**EXCERPTED PASSAGE**:
───

Synoptic exercises

Congratulations, your Python journey has officially begun! Here are a few synoptic exercises to test your understanding, feel free to refer back to the previous material where it may be helpful.

Tip

Remember to use variables to minimise the amount of data you have to input manually. You will also find that using variables enables you to do the same calculation with different inputs in much less time than if you had to re-write the entire calculation from scratch.

It may also be worth using print statements and f-strings where possible to clearly display the results you have calculated (and to improve the readability of your code).

1. Calculate the energy of a photon (in Joules) with frequency \(2.18 \times 10^{10}\,\mathrm{GHz}\) according to:

\[E = h\nu,\]

where \(\nu\) is the frequency and \(h\) is Planck’s constant. You can import Planck’s constant from the scipy library:

import scipy
print(scipy.constants.h)

6.62607015e-34

2. Calculate the wavelengths (in nanometres) corresponding to the first line in the Lyman, Balmer and Paschen series. You will need the following relation:

\[\frac{1}{\lambda} = R_{\mathrm{H}}\left[\frac{1}{n^{2}_{1}} - \frac{1}{n^{2}_{2}}\right],\]

where \(\lambda\) is the wavelength, \(R_{\mathrm{H}}\) is the Rydberg constant and \(n_{2}\) is the principal quantum number of the excited state. \(n_{1} = 1\) for the Lyman series, \(2\) for the Balmer series and \(3\) for the Paschen series. You may access the Rydberg constant with:

scipy.constants.Rydberg

10973731.568157

3. Consider the following blocks of code. Each one of them will cause an error when run. Taking each block one-by-one:

• Predict which line of code will cause the error and why this line is problematic.

───

Image-grounded pointing data

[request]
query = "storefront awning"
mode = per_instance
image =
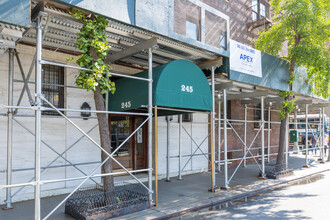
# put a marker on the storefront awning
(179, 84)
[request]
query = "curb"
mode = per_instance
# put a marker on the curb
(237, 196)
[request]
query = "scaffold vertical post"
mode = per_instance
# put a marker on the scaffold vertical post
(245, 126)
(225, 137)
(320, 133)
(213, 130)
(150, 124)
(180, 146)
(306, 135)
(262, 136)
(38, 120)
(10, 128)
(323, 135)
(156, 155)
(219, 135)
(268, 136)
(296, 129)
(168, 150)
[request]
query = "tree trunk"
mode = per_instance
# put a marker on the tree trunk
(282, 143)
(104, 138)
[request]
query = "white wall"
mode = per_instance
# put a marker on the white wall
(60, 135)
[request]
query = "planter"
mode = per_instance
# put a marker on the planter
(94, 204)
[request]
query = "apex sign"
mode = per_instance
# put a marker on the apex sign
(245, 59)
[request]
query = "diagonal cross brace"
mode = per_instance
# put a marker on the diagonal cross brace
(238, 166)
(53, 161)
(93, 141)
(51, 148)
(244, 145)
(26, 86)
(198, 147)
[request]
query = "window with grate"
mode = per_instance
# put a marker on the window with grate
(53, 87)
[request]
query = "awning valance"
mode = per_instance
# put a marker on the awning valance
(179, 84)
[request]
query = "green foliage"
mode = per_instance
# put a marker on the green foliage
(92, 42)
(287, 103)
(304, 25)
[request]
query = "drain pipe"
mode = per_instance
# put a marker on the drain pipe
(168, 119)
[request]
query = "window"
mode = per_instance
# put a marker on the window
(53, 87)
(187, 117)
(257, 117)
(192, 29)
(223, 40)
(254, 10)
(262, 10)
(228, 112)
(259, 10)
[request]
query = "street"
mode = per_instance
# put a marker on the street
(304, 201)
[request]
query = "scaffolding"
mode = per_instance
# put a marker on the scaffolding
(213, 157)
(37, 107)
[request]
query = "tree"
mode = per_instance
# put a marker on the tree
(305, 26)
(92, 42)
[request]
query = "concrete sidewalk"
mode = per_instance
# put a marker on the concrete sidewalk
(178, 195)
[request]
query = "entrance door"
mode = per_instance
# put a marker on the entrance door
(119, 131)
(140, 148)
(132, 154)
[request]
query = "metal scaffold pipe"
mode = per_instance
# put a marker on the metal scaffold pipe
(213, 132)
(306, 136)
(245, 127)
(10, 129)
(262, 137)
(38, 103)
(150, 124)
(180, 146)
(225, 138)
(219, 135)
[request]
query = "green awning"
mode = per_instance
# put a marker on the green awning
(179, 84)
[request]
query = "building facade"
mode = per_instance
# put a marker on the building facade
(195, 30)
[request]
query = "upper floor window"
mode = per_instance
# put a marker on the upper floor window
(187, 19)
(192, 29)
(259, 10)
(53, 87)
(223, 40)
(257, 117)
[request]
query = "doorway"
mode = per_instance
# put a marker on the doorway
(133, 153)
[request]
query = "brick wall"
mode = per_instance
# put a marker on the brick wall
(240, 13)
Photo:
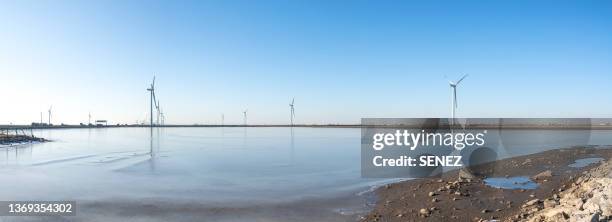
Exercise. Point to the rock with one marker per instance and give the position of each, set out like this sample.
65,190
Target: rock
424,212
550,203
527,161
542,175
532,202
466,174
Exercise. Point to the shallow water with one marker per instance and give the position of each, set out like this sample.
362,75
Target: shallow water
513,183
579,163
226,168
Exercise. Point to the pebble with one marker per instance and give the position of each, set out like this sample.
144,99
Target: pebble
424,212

───

**REQUIRED ACTION**: In the synoptic exercises above, what value of n₁ is used for the Balmer series?

**RESPONSE AREA**: 2